===== EXTRACTED INFORMATION
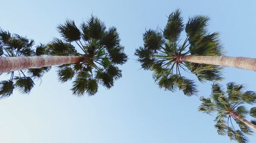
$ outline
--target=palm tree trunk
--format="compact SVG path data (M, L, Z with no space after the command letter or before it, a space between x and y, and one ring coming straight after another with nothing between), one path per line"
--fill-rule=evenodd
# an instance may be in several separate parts
M84 56L83 55L0 57L0 73L29 68L73 64L84 60Z
M180 62L231 67L256 71L256 59L225 56L183 55Z
M238 120L243 122L244 124L246 125L246 126L248 126L249 127L253 129L254 130L256 130L256 126L254 125L253 124L251 123L251 122L248 121L246 119L245 119L244 118L241 117L241 116L239 116L237 112L231 112L229 115L234 118L235 119L237 119Z

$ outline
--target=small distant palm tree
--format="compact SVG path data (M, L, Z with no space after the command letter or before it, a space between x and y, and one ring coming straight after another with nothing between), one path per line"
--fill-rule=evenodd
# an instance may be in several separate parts
M229 82L227 84L227 90L225 92L221 85L214 83L210 97L201 97L200 100L203 103L198 107L201 112L217 113L215 127L219 134L227 134L231 140L241 143L248 142L246 135L253 133L250 128L256 130L256 121L250 122L245 119L248 115L256 118L256 107L248 110L244 106L256 103L256 93L244 92L244 89L243 85ZM232 120L238 126L234 125ZM240 130L236 129L238 127Z
M195 82L181 76L182 69L190 71L201 82L221 80L219 65L240 65L239 68L256 70L256 59L221 56L223 52L219 34L208 32L208 17L192 17L185 25L181 15L178 9L172 13L163 31L147 30L143 36L144 46L136 50L142 68L154 71L153 77L160 88L171 91L179 89L187 96L196 94ZM186 38L181 43L184 30Z
M71 89L73 94L93 95L99 83L107 89L114 85L114 81L122 76L117 65L125 63L127 58L115 27L106 30L103 22L92 16L80 28L69 20L59 25L58 30L65 41L55 38L47 45L48 52L50 55L83 57L81 62L59 66L58 76L61 82L75 77ZM76 43L81 52L72 42Z
M46 47L44 45L40 44L36 46L35 50L32 48L34 45L34 42L32 40L17 34L12 35L9 32L0 28L1 58L39 56L46 54ZM1 63L2 64L4 65L4 63ZM6 67L9 68L11 65L7 65ZM10 78L8 80L0 81L0 99L10 96L13 93L14 89L19 90L22 93L29 93L35 84L33 80L40 79L44 74L49 71L50 69L50 67L45 67L7 72L7 74L10 75Z

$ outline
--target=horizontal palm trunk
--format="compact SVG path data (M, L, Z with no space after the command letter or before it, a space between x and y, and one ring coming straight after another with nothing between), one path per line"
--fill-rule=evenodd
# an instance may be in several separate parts
M181 62L231 67L256 71L256 59L225 56L183 55Z
M237 119L238 120L240 121L240 122L243 122L244 124L246 125L248 127L253 129L254 130L256 130L256 126L254 125L253 124L251 123L251 122L248 121L244 118L243 118L241 116L239 116L237 112L231 112L229 113L229 115L234 118L235 119Z
M0 73L30 68L79 63L84 56L0 57Z

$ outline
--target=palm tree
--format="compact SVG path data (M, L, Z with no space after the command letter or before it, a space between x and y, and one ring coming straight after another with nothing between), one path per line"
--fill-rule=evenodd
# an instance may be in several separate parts
M92 16L80 28L70 20L59 25L57 29L65 41L55 38L47 46L48 52L50 55L83 58L82 61L75 64L59 66L58 76L61 82L75 77L71 89L73 94L82 96L86 93L90 96L97 93L99 83L107 89L114 85L114 81L122 76L117 65L125 63L127 58L115 27L106 30L103 22ZM79 47L81 53L72 42Z
M256 130L256 121L250 122L245 119L248 115L256 118L256 107L248 110L244 106L256 103L256 93L249 91L244 92L244 89L242 84L229 82L227 84L227 90L225 92L221 85L214 83L210 97L201 97L202 103L198 107L198 110L203 112L216 112L215 127L219 134L227 134L231 140L239 142L248 141L246 135L253 133L250 128ZM232 120L238 126L234 126ZM236 130L236 128L240 130Z
M0 59L17 59L22 56L36 55L40 57L45 54L46 47L43 44L36 46L35 51L32 48L34 42L17 34L11 34L0 28ZM1 68L10 68L11 65L0 60ZM14 61L14 64L18 61ZM6 66L4 66L6 65ZM11 71L7 74L10 78L0 81L0 99L10 96L14 89L18 89L22 93L28 94L34 87L34 79L40 79L51 67L41 67L40 68L30 68L26 70L20 69L14 72ZM0 74L0 75L2 74Z
M208 17L190 17L185 25L181 15L179 9L172 13L163 31L146 31L144 46L136 50L142 68L154 71L153 77L160 88L171 91L179 89L187 96L196 94L194 81L182 76L182 69L189 70L201 82L221 80L220 66L256 70L256 59L221 56L219 34L208 32ZM181 43L184 30L186 38Z
M65 82L76 77L71 89L74 95L82 96L86 93L93 95L98 91L99 83L111 88L114 81L122 76L121 70L117 65L124 64L127 59L117 30L114 27L106 30L104 23L93 16L80 27L79 30L74 21L68 20L57 27L65 41L54 38L46 47L42 45L38 46L35 54L17 54L37 56L0 58L0 73L60 65L57 71L60 81ZM76 43L82 53L72 42ZM24 52L28 50L26 49ZM49 56L38 56L45 53ZM34 74L37 70L28 70ZM14 87L12 82L1 83L0 90L6 89L4 91L8 93L2 92L2 94L8 96L12 93L12 90L8 90Z

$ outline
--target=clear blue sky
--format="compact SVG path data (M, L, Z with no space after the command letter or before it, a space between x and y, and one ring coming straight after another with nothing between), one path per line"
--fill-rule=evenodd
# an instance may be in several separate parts
M58 82L54 68L29 95L15 92L0 101L0 142L231 142L218 134L214 117L197 111L197 97L159 89L151 72L138 70L134 53L143 45L145 29L163 28L166 16L179 8L185 21L196 14L211 18L210 31L221 34L226 55L255 58L255 2L2 1L0 27L37 44L60 37L56 27L66 19L79 25L92 13L117 28L130 59L114 87L100 87L94 96L73 96L72 82ZM245 83L256 91L255 72L232 68L224 72L223 84ZM199 95L208 96L210 83L197 83ZM249 139L256 142L256 135Z

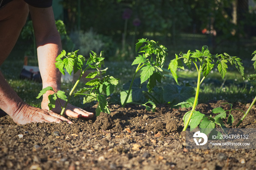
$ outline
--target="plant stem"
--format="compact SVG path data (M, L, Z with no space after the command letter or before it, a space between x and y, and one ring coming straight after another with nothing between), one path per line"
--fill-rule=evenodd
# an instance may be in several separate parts
M187 122L186 122L186 124L185 125L185 126L184 126L184 128L183 129L183 130L182 130L182 131L185 131L187 129L188 127L188 124L189 123L189 121L190 121L190 119L191 118L191 117L192 116L192 115L193 115L193 112L194 111L195 111L195 108L196 108L196 103L197 103L197 99L198 99L198 95L199 95L199 88L200 87L200 77L201 77L201 66L200 66L200 67L199 68L199 70L198 70L197 66L196 65L196 69L197 70L197 72L198 72L198 76L197 76L197 85L196 86L196 96L195 97L195 100L194 101L194 103L193 105L193 107L192 107L192 109L191 110L191 112L190 113L190 114L189 115L189 116L188 117L188 119L187 120ZM201 82L202 83L202 82Z
M70 98L71 98L71 95L72 95L72 93L73 93L73 92L74 91L76 87L76 86L77 86L78 84L78 83L79 83L79 81L80 81L80 79L81 79L81 78L82 77L83 75L84 74L84 72L85 72L85 71L86 71L86 70L87 69L88 69L89 68L89 66L87 66L87 67L86 67L86 68L85 69L84 69L84 70L83 71L83 72L82 72L81 71L81 74L80 74L80 76L79 76L79 77L78 78L78 79L76 80L76 83L75 84L75 85L74 85L73 88L72 88L72 89L70 91L70 92L69 92L69 94L68 95L68 98L67 98L68 100L67 102L66 102L66 103L65 103L65 105L64 105L64 107L62 108L62 110L61 110L61 112L60 113L60 115L63 115L63 113L64 113L64 111L65 111L65 110L66 109L66 107L67 107L67 106L68 105L68 104L69 102L69 100L70 100Z
M137 67L137 68L136 69L136 70L134 73L134 74L133 74L133 76L132 77L132 82L131 82L131 84L130 84L130 87L129 88L129 90L128 91L128 92L127 93L127 95L126 96L126 98L125 98L125 100L124 100L124 103L123 104L123 105L122 105L122 107L124 107L125 106L125 104L126 104L126 102L127 102L127 100L128 100L128 98L129 98L129 96L130 95L130 93L131 93L131 90L132 90L132 84L133 83L133 81L134 81L134 79L135 79L135 77L136 75L136 74L137 73L137 72L138 72L138 71L140 70L140 69L142 67L144 64L142 64L142 66L140 66L140 64L141 63L140 63L138 65L138 66Z
M154 100L154 102L155 103L157 104L160 103L160 102L158 101L158 100L157 100L155 97L154 97L154 96L153 96L153 95L150 94L148 92L146 91L143 91L142 92L147 94L149 96L149 97L151 98L151 99Z
M246 116L246 115L247 115L247 114L248 114L248 113L249 112L249 111L251 110L251 109L252 108L252 106L254 104L254 103L255 102L255 101L256 101L256 96L254 98L254 99L253 99L253 100L252 101L252 103L251 104L251 105L250 105L250 106L249 106L249 108L247 109L247 110L246 111L246 112L245 112L245 114L244 115L244 116L241 118L241 119L240 120L239 122L238 122L238 123L237 123L237 124L236 125L236 127L238 127L238 126L241 123L242 121L244 120L244 118L245 118L245 116Z

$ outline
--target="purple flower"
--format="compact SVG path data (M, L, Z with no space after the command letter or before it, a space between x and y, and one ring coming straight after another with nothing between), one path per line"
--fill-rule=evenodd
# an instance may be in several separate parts
M133 21L132 22L133 25L136 27L139 26L139 25L140 25L141 23L140 20L138 18L136 18L134 19Z
M123 13L123 18L124 19L128 19L131 17L132 16L132 11L130 8L126 8L124 9Z

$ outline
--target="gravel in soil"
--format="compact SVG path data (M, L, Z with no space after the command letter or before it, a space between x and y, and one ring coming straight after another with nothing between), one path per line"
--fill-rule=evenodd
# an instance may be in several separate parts
M225 101L199 104L210 115ZM233 103L246 110L249 104ZM86 108L95 111L95 108ZM188 109L159 106L149 112L140 106L110 106L91 120L74 123L16 124L0 118L0 169L256 169L255 149L187 149L182 118ZM236 124L243 114L232 113ZM256 127L253 107L239 127ZM233 128L236 128L234 126ZM180 137L180 136L183 137Z

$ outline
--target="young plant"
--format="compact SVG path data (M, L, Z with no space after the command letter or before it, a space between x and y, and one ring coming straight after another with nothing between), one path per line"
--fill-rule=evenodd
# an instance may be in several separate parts
M182 61L182 59L183 61ZM196 52L191 52L189 50L186 54L181 52L180 56L176 55L176 58L171 61L168 69L170 70L173 76L178 84L179 84L179 83L178 82L178 77L176 71L178 68L184 70L183 64L190 69L191 64L192 63L194 63L198 74L196 94L193 103L182 102L177 105L188 104L192 107L191 110L187 112L183 117L184 124L183 131L186 130L189 125L190 126L191 128L193 129L196 127L199 124L200 128L212 128L213 127L213 123L220 125L221 126L221 124L219 124L220 123L219 123L219 122L220 119L216 119L216 121L214 121L211 119L211 118L209 119L205 116L204 114L195 110L197 105L200 85L216 66L217 66L217 68L221 77L223 79L227 72L227 65L226 63L227 62L229 62L231 65L234 64L241 75L244 78L244 68L242 66L241 61L240 58L230 56L226 53L224 53L224 55L212 55L210 53L208 47L206 46L203 47L202 51L196 50ZM201 74L202 74L203 76L202 79Z
M108 68L101 70L101 66L104 65L104 58L102 57L101 52L99 56L97 56L95 53L92 51L92 54L90 54L90 57L85 64L85 68L83 69L85 59L82 55L78 55L78 51L67 54L63 50L56 59L56 67L59 68L64 75L65 75L65 70L70 75L73 71L74 73L80 71L80 75L69 92L68 96L67 97L65 92L63 91L59 90L55 92L52 87L48 87L41 90L37 98L39 98L48 90L53 91L54 93L48 96L49 109L50 110L55 108L56 100L57 100L62 109L60 115L63 115L72 95L75 96L79 95L83 95L85 96L84 104L95 100L99 102L96 109L96 116L99 115L102 111L109 113L110 111L108 107L108 102L101 93L103 92L108 96L110 95L114 91L114 87L118 83L118 79L109 76L102 76L106 73ZM76 92L73 93L83 75L89 68L93 69L95 71L89 74L86 77L93 79L85 85L91 86L91 87L84 87ZM99 78L95 78L96 76ZM64 106L61 105L60 99L66 101Z
M253 54L254 54L254 56L253 56L253 57L252 59L252 61L254 61L253 65L253 67L254 67L254 69L256 71L256 51L255 51L254 52L253 52L253 53L252 53L252 55L253 55ZM249 80L256 79L256 74L253 74L252 75L251 75L250 77L249 78ZM252 108L252 106L253 106L253 104L254 104L254 103L255 103L255 101L256 101L256 96L255 96L255 97L254 98L254 99L253 99L253 100L252 103L251 104L251 105L249 106L249 108L247 109L247 110L246 111L246 112L244 112L242 111L242 112L244 112L244 116L243 116L242 117L240 120L239 122L238 122L238 123L237 123L237 124L236 125L237 127L238 127L240 125L240 124L241 123L241 122L242 122L244 120L244 118L245 118L245 117L247 115L247 114L248 114L248 113L249 112L249 111L251 110L251 108Z
M134 103L134 98L133 95L136 93L134 90L134 86L133 84L135 79L137 73L140 70L140 82L138 83L142 84L143 83L148 80L147 84L147 88L149 93L153 88L156 85L157 81L161 83L161 79L163 77L161 73L163 71L162 68L163 66L165 58L167 55L167 50L163 46L159 45L158 43L151 40L148 40L147 39L142 39L139 40L139 42L136 45L136 51L137 51L144 43L146 43L145 46L140 48L139 53L142 55L139 55L136 57L132 65L138 64L137 68L133 75L132 79L130 84L128 91L124 89L121 93L121 103L122 107L124 107L127 102ZM138 84L137 83L137 84ZM140 85L139 86L140 86ZM142 88L140 87L140 89ZM145 90L141 91L141 93ZM140 93L135 95L140 95ZM150 100L149 103L155 107L154 103Z

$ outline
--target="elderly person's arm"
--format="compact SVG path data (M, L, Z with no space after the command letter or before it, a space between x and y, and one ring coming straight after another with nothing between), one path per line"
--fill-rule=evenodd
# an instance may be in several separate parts
M39 69L42 76L43 88L53 87L56 92L60 88L61 73L55 67L54 63L62 50L60 37L55 25L52 7L36 8L29 5L29 11L33 22L35 36ZM48 96L53 92L49 91L43 95L41 103L42 109L49 110ZM64 101L62 100L64 105ZM52 111L59 114L61 107L59 103ZM64 114L77 118L91 118L92 113L69 104Z

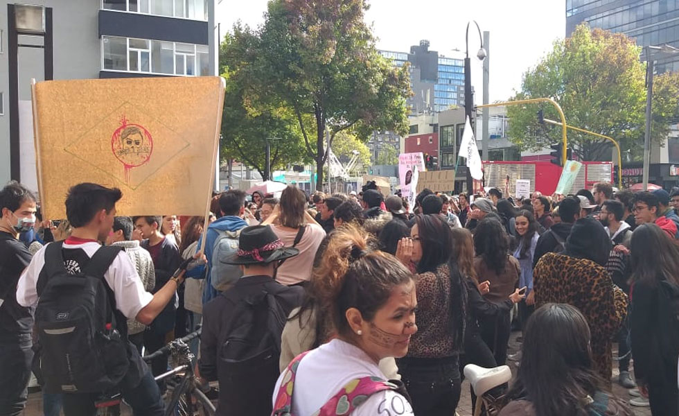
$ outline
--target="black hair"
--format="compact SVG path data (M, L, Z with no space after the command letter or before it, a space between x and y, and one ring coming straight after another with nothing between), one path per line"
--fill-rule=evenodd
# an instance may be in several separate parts
M114 232L123 230L123 238L129 241L132 239L132 230L134 229L134 224L132 219L130 217L116 217L113 219Z
M587 199L590 200L590 203L592 205L594 205L594 196L590 192L589 189L581 189L578 191L578 193L575 194L575 196L584 196Z
M410 229L403 220L391 220L380 232L380 250L392 255L396 254L398 241L410 236Z
M340 206L333 211L333 216L337 220L342 220L343 224L356 222L363 224L363 209L355 201L349 200L340 204Z
M562 223L575 222L576 216L580 214L580 199L576 196L567 196L559 202L558 216Z
M491 188L488 191L488 196L495 196L497 199L500 199L502 198L502 191L497 188Z
M139 218L143 219L144 222L146 222L149 225L153 225L153 223L155 223L156 224L158 225L158 231L160 231L161 227L163 227L163 217L161 216L146 215L146 216L134 216L132 217L132 223L136 224L136 222L137 220L139 220Z
M417 263L417 272L435 272L450 259L453 244L450 227L439 214L418 214L415 223L422 245L422 258Z
M538 221L535 219L533 212L527 209L522 209L516 214L516 217L523 216L528 220L528 229L523 236L518 238L518 243L520 245L521 251L519 252L519 259L527 259L531 252L531 243L535 233L538 232Z
M0 218L2 218L3 208L14 212L27 200L35 201L35 196L28 188L14 180L7 184L0 191Z
M443 208L443 200L434 194L427 195L422 200L421 205L422 206L422 214L425 215L429 214L441 214L441 210Z
M66 217L73 228L85 227L102 209L108 214L123 198L118 188L85 182L71 187L66 197Z
M334 196L330 196L323 200L323 204L327 207L328 209L330 211L335 211L335 209L339 207L342 202L344 201L339 198L335 198Z
M219 197L219 209L223 216L238 216L245 206L246 194L240 189L229 189Z
M655 224L642 224L634 230L630 253L633 281L655 287L658 279L665 279L679 285L679 246Z
M606 207L608 212L613 214L616 221L621 221L622 217L625 216L625 206L620 201L615 200L608 200L603 201L603 206Z
M655 207L655 216L658 216L660 215L660 201L658 200L658 197L653 195L652 192L644 191L635 193L634 198L632 199L632 203L636 204L637 202L644 202L649 206L649 209Z
M415 205L417 207L421 206L422 201L430 195L434 195L434 192L432 192L431 189L429 188L425 188L423 189L415 198Z
M609 391L594 369L590 339L587 320L575 306L538 308L526 325L521 365L506 399L530 397L536 415L589 415L591 404L584 399Z
M497 218L484 218L474 230L474 250L488 268L502 274L507 266L509 237Z

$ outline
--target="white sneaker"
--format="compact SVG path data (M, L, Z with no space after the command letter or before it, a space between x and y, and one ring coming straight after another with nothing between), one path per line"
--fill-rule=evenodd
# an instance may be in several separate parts
M638 388L630 388L630 390L627 390L627 392L629 393L629 395L632 396L633 397L642 397L642 394L639 392Z
M649 403L649 399L644 397L635 397L630 400L630 404L636 407L649 407L651 404Z

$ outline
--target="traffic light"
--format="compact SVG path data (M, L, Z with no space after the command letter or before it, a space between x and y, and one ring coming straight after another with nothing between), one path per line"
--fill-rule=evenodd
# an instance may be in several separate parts
M561 143L557 143L556 144L550 144L549 148L552 149L552 152L549 153L549 156L552 156L552 159L549 160L552 163L555 165L560 166L563 166L561 163L563 153L561 150L563 149L563 145ZM566 149L566 160L570 160L573 156L573 151L571 149Z
M545 124L545 112L541 110L538 110L538 123Z

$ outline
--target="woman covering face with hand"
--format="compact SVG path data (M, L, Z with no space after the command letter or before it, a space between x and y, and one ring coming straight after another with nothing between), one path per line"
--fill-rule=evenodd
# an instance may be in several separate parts
M314 272L326 277L315 279L313 293L335 336L283 372L274 414L413 415L403 385L387 382L378 367L405 356L417 332L412 274L391 254L370 250L352 225L333 234Z

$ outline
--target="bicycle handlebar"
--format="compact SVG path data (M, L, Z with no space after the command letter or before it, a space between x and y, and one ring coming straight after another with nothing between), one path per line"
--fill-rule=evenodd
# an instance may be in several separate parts
M176 344L179 341L182 341L182 342L183 342L184 343L188 343L188 342L193 340L195 338L197 338L198 336L200 336L200 332L201 332L201 329L199 328L196 331L195 331L189 333L188 335L187 335L186 336L185 336L185 337L184 337L182 338L177 338L177 339L173 340L173 341L170 341L170 343L169 344L168 344L165 347L163 347L160 349L158 349L157 351L156 351L155 352L152 352L152 353L151 353L151 354L150 354L148 355L144 356L143 356L144 361L146 361L148 363L148 362L150 361L151 360L152 360L154 358L157 358L158 357L161 357L161 356L166 356L168 354L170 354L170 346L171 345Z

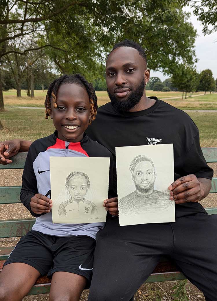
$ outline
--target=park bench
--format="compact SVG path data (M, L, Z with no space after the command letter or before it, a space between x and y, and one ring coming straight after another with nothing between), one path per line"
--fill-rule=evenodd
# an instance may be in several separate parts
M207 163L217 162L217 147L202 148ZM23 168L26 152L19 153L13 158L13 163L8 165L0 164L0 169ZM20 202L19 200L21 186L0 187L0 204L12 204ZM217 178L212 181L210 193L217 192ZM206 208L209 214L217 214L217 208ZM7 220L0 221L0 238L20 237L25 235L32 229L35 219ZM0 271L4 263L14 247L1 247L0 244ZM160 282L185 279L175 263L165 258L160 262L146 283ZM46 276L39 277L29 292L29 295L49 293L51 280Z

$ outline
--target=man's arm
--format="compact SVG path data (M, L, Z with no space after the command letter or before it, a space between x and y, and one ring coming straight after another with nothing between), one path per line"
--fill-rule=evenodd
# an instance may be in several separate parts
M0 142L0 164L6 165L11 163L8 158L16 155L19 151L28 151L32 143L21 139L8 140Z
M211 180L197 178L195 175L181 177L169 187L171 200L175 204L199 202L208 195L211 188Z

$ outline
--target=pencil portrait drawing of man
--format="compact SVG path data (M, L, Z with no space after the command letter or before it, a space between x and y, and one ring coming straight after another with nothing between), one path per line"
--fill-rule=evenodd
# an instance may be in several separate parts
M135 190L119 202L119 212L126 215L154 213L172 205L169 194L155 190L157 177L153 161L145 156L135 157L129 165Z

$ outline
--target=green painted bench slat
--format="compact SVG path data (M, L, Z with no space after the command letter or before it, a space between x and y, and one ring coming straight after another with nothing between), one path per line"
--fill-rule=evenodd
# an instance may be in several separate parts
M5 186L0 187L0 204L20 203L20 194L21 186ZM210 193L217 192L217 178L212 180Z
M205 209L209 215L217 214L217 208ZM29 219L0 221L0 238L18 237L25 235L31 230L35 220L35 219ZM1 255L0 251L0 257Z
M202 151L207 162L217 162L217 147L202 147ZM12 163L6 165L0 164L0 169L23 168L27 152L18 153L13 157Z
M27 156L27 151L18 153L12 158L13 162L6 165L0 164L0 169L17 169L23 168Z
M169 272L167 273L158 273L151 274L145 283L151 283L155 282L162 282L163 281L173 281L186 279L186 277L181 272Z
M217 147L202 147L202 151L206 162L217 162Z
M0 221L0 238L19 237L31 230L35 219Z
M5 186L0 187L0 204L20 203L21 186Z

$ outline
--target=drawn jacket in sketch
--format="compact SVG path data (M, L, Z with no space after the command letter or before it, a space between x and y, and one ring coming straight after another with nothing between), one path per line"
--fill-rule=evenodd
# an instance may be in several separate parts
M155 190L145 196L135 191L122 198L118 202L119 212L126 215L154 213L157 209L166 210L172 205L169 195Z
M73 200L71 197L60 204L58 210L58 215L66 216L67 215L73 214L74 211L91 215L96 213L97 210L95 205L92 202L84 198L78 201Z

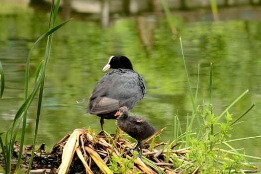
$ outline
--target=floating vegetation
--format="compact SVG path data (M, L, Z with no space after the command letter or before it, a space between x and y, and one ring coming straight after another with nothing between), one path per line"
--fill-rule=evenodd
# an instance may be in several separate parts
M156 132L144 142L141 159L138 157L137 152L123 155L126 147L134 147L124 137L126 135L125 133L118 134L116 132L115 135L110 135L103 132L103 135L97 135L90 128L76 129L72 134L66 135L48 152L45 151L44 144L41 145L34 153L32 170L30 174L197 174L200 171L221 174L257 172L256 167L243 162L244 155L218 148L207 153L209 159L214 158L211 163L209 159L205 161L210 168L206 169L205 164L198 165L197 161L200 160L197 159L206 157L202 155L203 149L199 151L200 149L198 147L189 147L174 150L180 147L178 142L156 142L156 138L165 129ZM17 158L19 148L19 144L16 142L13 161ZM22 167L26 168L28 166L31 149L31 146L24 147ZM196 153L197 157L195 158L193 154ZM0 157L0 160L2 158ZM242 167L254 170L243 170L240 169Z

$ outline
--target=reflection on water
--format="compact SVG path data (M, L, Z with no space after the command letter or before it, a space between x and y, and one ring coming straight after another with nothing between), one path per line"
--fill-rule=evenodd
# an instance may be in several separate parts
M256 107L235 126L232 138L261 134L258 123L261 109L261 22L233 20L184 23L175 17L194 94L200 64L197 104L209 103L209 65L213 63L215 114L221 113L247 89L250 92L229 111L237 117L253 103ZM46 31L48 15L32 9L0 16L0 60L5 73L6 88L0 101L0 131L6 130L23 102L25 64L33 41ZM33 52L30 85L43 59L44 42ZM119 18L111 27L75 19L55 33L44 89L38 142L47 149L77 128L99 131L99 118L86 113L88 97L102 69L112 55L125 55L144 79L147 93L133 112L147 119L161 135L172 139L174 116L183 131L192 106L178 39L171 37L167 21L156 16ZM77 101L85 99L82 103ZM36 102L29 111L27 138L30 144L35 123ZM196 125L195 125L196 128ZM114 133L115 120L105 121L105 130ZM260 139L243 141L248 155L261 156ZM232 144L233 145L233 144Z

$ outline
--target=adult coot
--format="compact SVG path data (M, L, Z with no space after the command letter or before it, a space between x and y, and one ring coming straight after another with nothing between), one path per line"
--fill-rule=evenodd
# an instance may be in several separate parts
M102 71L106 73L96 84L88 101L87 112L100 117L101 129L104 119L115 119L114 114L122 106L131 110L145 94L142 78L133 71L130 60L123 56L112 56Z
M142 140L153 135L155 129L145 120L136 116L130 116L129 109L126 106L120 107L115 116L117 116L117 126L138 141L134 149L129 148L125 153L131 150L137 150L139 148L139 155L141 159Z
==========
**WRITTEN REQUEST:**
Print the lines of the entries exactly, from the start of the entries up to and including the line that contains "M180 62L231 67L256 71L256 59L225 56L183 55Z". Omit the pictures.

**CORRECT OUTPUT:**
$ outline
--target=palm tree trunk
--format="compact SVG path data (M, L, Z with no space after the command letter or before it, a space between x and y, and one ring coming straight after another with nothing between), one path per line"
--fill-rule=evenodd
# an instance may be in several separate parts
M84 56L83 55L0 57L0 73L29 68L73 64L84 60Z
M180 62L231 67L256 71L256 59L225 56L183 55Z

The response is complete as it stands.